-- BEGIN Source document --

Arista - Broadcom AI Networking Solution Brief
Solution Highlights
- Open Standards: Arista and Broadcom support open, standards-based Ethernet and IP technologies for maximum choice, flexibility, and performance.
- End-to-end Performance Optimized RoCE: Partnership ensures best-in-class RoCE performance with various congestion control mechanisms.
- Power Efficient NIC, Switches, and Interconnects: Lowest power and highest performance components reduce infrastructure TCO and leave more power for accelerators.
- End-to-end Telemetry and Network Management: CloudVision integrates NIC and Switch management for automated configuration and management of RoCE and congestion control.
- Simple Configuration: RoCE deployment is simplified with an end-to-end performance optimized baseline configuration.
- Increased Reliability: Lower power and less thermal challenge result in improved MTBF, ensuring network reliability and availability for accelerators.
Overview
The rapid advancement of AI necessitates AI data centers that deliver optimal performance for AI workloads, requiring maximized network bandwidth and minimized latency. Broadcom and Arista have collaborated to address these requirements by providing high-performance network hardware and fine-tuning key parameters for end-to-end 400G and 800G AI network solutions. This collaboration focuses on optimizing network performance and TCO with efficient, highly reliable designs implementing robust congestion control, load balancing, and telemetry.
The diagram shows a Tiered Leaf Spine/Plane based design with Arista switches. The top tier consists of four Arista switches, and the bottom tier consists of eight Arista switches, with numerous connections between them, illustrating a high-density, interconnected network architecture.
Arista's portfolio of fixed and modular systems enables clusters of tens of thousands of accelerators, utilizing efficient 2-tier topologies to minimize complexity and costs while maximizing performance and reliability. Arista's commitment to open standards provides customers with maximum choice in accelerators, NICs, and storage, supporting common cluster deployment configurations like Clos topologies.
Features
To meet the high-performance requirements of AI/ML cluster back-end networks, advanced features are essential:
- RoCEv2: The standard protocol for RDMA over Converged Ethernet, enabling direct memory access over a network for high-bandwidth and low-latency performance.
- Data Center Quantized Congestion Notification (DCQCN): An end-to-end congestion control mechanism for RoCE that enables NICs and switches to detect and respond to network congestion.
- Priority Flow Control (PFC): Utilized by RoCE to establish a lossless network by pausing specific traffic classes during congestion, preventing packet loss.
- Equal-Cost Multi-Path (ECMP): Essential for creating congestion-free multi-hop networks, using a hashing algorithm to route flows in a balanced manner.
- Programmable UDP Source Port: Allows granular control at the Queue Pair level to change the source port and avoid congestion, enhancing flow control and load balancing.

-- END Source document --
-- BEGIN Available data --

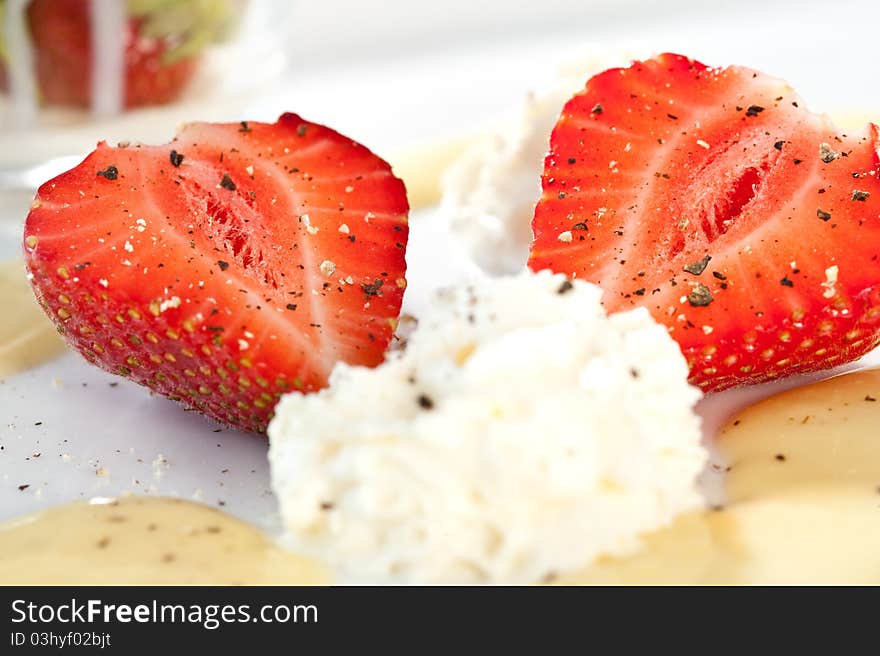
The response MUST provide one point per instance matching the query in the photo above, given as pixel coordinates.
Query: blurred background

-- END Available data --

Stated exercise:
In the Arista and Broadcom networking brief, what does Priority Flow Control pause during congestion to prevent packet loss?

Solution for this problem:
Specific traffic classes.